JOB: Return every line in the rows below that contains the word "child", copied unchanged.

MATERIAL TO PROCESS:
══════════
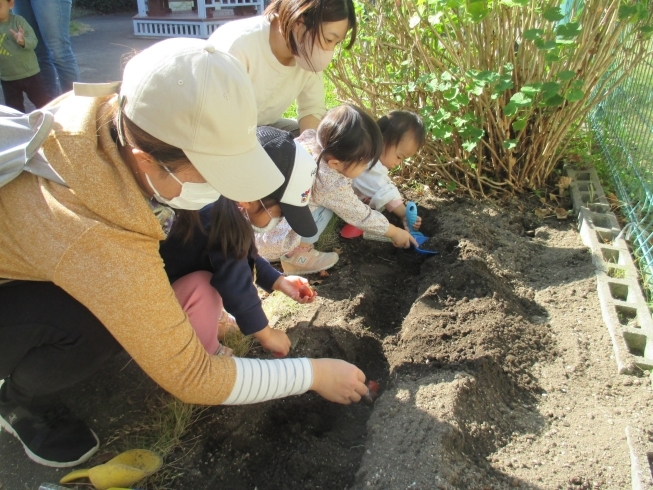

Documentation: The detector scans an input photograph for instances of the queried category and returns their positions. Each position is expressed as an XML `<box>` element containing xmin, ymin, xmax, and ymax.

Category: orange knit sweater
<box><xmin>0</xmin><ymin>95</ymin><xmax>236</xmax><ymax>405</ymax></box>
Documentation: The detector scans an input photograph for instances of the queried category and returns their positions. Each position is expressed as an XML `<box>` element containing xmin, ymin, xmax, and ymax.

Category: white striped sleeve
<box><xmin>222</xmin><ymin>357</ymin><xmax>313</xmax><ymax>405</ymax></box>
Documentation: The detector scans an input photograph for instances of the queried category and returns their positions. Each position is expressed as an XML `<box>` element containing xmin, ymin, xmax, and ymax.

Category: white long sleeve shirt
<box><xmin>352</xmin><ymin>162</ymin><xmax>402</xmax><ymax>211</ymax></box>
<box><xmin>209</xmin><ymin>16</ymin><xmax>326</xmax><ymax>126</ymax></box>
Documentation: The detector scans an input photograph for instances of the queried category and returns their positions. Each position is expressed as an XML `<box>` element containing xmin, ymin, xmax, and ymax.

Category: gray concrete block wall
<box><xmin>565</xmin><ymin>167</ymin><xmax>653</xmax><ymax>490</ymax></box>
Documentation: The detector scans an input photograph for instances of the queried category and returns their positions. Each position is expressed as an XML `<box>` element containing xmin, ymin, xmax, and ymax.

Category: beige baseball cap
<box><xmin>120</xmin><ymin>38</ymin><xmax>284</xmax><ymax>201</ymax></box>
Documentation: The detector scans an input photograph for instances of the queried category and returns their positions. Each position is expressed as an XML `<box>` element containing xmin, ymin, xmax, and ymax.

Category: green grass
<box><xmin>216</xmin><ymin>328</ymin><xmax>254</xmax><ymax>357</ymax></box>
<box><xmin>106</xmin><ymin>395</ymin><xmax>206</xmax><ymax>490</ymax></box>
<box><xmin>281</xmin><ymin>77</ymin><xmax>340</xmax><ymax>119</ymax></box>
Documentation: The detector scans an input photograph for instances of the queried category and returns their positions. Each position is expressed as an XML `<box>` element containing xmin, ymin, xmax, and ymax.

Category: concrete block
<box><xmin>596</xmin><ymin>270</ymin><xmax>653</xmax><ymax>374</ymax></box>
<box><xmin>626</xmin><ymin>426</ymin><xmax>653</xmax><ymax>490</ymax></box>
<box><xmin>565</xmin><ymin>167</ymin><xmax>610</xmax><ymax>214</ymax></box>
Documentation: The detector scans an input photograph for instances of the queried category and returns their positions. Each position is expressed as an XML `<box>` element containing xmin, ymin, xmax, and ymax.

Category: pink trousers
<box><xmin>172</xmin><ymin>271</ymin><xmax>223</xmax><ymax>354</ymax></box>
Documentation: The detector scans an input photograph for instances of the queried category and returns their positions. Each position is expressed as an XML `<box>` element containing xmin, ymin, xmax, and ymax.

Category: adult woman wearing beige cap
<box><xmin>0</xmin><ymin>39</ymin><xmax>367</xmax><ymax>467</ymax></box>
<box><xmin>209</xmin><ymin>0</ymin><xmax>356</xmax><ymax>136</ymax></box>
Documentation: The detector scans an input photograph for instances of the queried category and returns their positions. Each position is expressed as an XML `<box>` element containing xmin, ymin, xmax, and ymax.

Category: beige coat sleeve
<box><xmin>54</xmin><ymin>225</ymin><xmax>236</xmax><ymax>405</ymax></box>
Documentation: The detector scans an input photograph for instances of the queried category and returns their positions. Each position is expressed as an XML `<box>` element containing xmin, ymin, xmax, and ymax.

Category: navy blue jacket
<box><xmin>159</xmin><ymin>206</ymin><xmax>282</xmax><ymax>335</ymax></box>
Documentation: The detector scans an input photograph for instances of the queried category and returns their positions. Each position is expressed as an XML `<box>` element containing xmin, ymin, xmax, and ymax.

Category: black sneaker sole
<box><xmin>0</xmin><ymin>410</ymin><xmax>100</xmax><ymax>468</ymax></box>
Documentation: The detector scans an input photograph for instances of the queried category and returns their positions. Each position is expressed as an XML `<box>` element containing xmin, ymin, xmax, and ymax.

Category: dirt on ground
<box><xmin>158</xmin><ymin>190</ymin><xmax>653</xmax><ymax>490</ymax></box>
<box><xmin>12</xmin><ymin>189</ymin><xmax>653</xmax><ymax>490</ymax></box>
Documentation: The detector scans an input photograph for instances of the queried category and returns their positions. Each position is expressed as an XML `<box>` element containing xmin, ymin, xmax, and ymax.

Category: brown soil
<box><xmin>168</xmin><ymin>191</ymin><xmax>653</xmax><ymax>490</ymax></box>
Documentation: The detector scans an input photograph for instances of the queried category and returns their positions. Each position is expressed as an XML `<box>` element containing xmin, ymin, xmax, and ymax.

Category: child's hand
<box><xmin>272</xmin><ymin>276</ymin><xmax>317</xmax><ymax>304</ymax></box>
<box><xmin>404</xmin><ymin>216</ymin><xmax>422</xmax><ymax>233</ymax></box>
<box><xmin>311</xmin><ymin>359</ymin><xmax>367</xmax><ymax>405</ymax></box>
<box><xmin>254</xmin><ymin>325</ymin><xmax>290</xmax><ymax>357</ymax></box>
<box><xmin>385</xmin><ymin>225</ymin><xmax>419</xmax><ymax>248</ymax></box>
<box><xmin>9</xmin><ymin>26</ymin><xmax>25</xmax><ymax>47</ymax></box>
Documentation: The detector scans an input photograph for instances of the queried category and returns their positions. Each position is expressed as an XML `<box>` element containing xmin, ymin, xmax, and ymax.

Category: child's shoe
<box><xmin>281</xmin><ymin>249</ymin><xmax>338</xmax><ymax>275</ymax></box>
══════════
EXPECTED OUTPUT:
Category: child's hand
Category: child's shoe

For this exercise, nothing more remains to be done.